BEGIN Dataset content

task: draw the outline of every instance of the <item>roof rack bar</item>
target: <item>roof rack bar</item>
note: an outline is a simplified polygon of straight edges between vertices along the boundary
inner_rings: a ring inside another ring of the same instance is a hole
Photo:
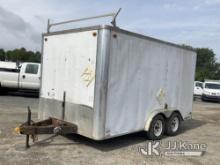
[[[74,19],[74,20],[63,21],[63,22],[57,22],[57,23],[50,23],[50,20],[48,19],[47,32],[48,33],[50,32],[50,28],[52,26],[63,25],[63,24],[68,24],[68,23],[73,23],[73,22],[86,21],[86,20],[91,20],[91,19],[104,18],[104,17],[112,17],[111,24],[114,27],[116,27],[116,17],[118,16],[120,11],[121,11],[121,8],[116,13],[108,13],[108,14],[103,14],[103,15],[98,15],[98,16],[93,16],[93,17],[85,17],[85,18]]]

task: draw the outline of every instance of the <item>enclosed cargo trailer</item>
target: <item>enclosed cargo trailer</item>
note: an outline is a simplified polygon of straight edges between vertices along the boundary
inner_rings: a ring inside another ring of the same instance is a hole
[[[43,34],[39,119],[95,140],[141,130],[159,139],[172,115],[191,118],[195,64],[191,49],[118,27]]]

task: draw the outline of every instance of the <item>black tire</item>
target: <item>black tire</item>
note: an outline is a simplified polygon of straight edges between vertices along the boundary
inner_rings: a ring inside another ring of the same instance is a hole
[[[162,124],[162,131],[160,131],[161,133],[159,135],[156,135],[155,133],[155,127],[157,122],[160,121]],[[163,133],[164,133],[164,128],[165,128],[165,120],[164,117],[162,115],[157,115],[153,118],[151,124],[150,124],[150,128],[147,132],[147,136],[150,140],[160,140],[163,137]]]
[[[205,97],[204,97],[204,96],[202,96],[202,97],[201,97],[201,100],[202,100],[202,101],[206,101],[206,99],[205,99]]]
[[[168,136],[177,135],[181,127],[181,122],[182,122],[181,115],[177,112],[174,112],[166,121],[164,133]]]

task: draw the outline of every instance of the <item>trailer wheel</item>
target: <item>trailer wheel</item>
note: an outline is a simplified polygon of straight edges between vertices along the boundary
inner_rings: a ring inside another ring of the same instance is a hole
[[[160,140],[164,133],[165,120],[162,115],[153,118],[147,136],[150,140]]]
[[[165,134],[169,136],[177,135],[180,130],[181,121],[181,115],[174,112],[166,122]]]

END Dataset content

• [Work instruction] Return the lines beginning at the one that contains "target: <item>enclosed cargo trailer</item>" and continuing through the last line of the data, exactly as they stand and without any others.

• [Answer to this problem]
target: <item>enclosed cargo trailer</item>
note: an outline is a simplified polygon of straight edges between vertices along the boundary
inner_rings: a ring inside another ring of the same instance is a hole
[[[43,34],[39,119],[95,140],[141,130],[159,139],[172,115],[191,118],[195,64],[191,49],[118,27]]]

task: draw the outline of every instance of the <item>black tire</item>
target: <item>black tire</item>
note: an outline is a simplified polygon of straight edges between vertices along the boundary
inner_rings: a ring inside another ring of the same instance is a hole
[[[162,124],[162,131],[160,131],[161,133],[159,135],[156,135],[155,133],[155,127],[157,122],[160,121]],[[163,133],[164,133],[164,128],[165,128],[165,120],[164,117],[162,115],[157,115],[153,118],[151,124],[150,124],[150,128],[147,132],[147,136],[150,140],[160,140],[163,137]]]
[[[205,97],[204,97],[204,96],[202,96],[202,97],[201,97],[201,100],[202,100],[202,101],[206,101],[206,99],[205,99]]]
[[[168,136],[177,135],[181,127],[181,122],[182,122],[181,115],[177,112],[174,112],[166,121],[164,133]]]

task: draw the outline of every instance of the <item>trailer wheel</item>
target: <item>trailer wheel</item>
note: an outline is a simplified polygon of straight edges between vertices along the boundary
inner_rings: a ring inside another ring of the same instance is a hole
[[[160,140],[164,133],[165,120],[162,115],[153,118],[147,136],[150,140]]]
[[[165,134],[169,136],[177,135],[180,130],[181,121],[181,115],[174,112],[166,122]]]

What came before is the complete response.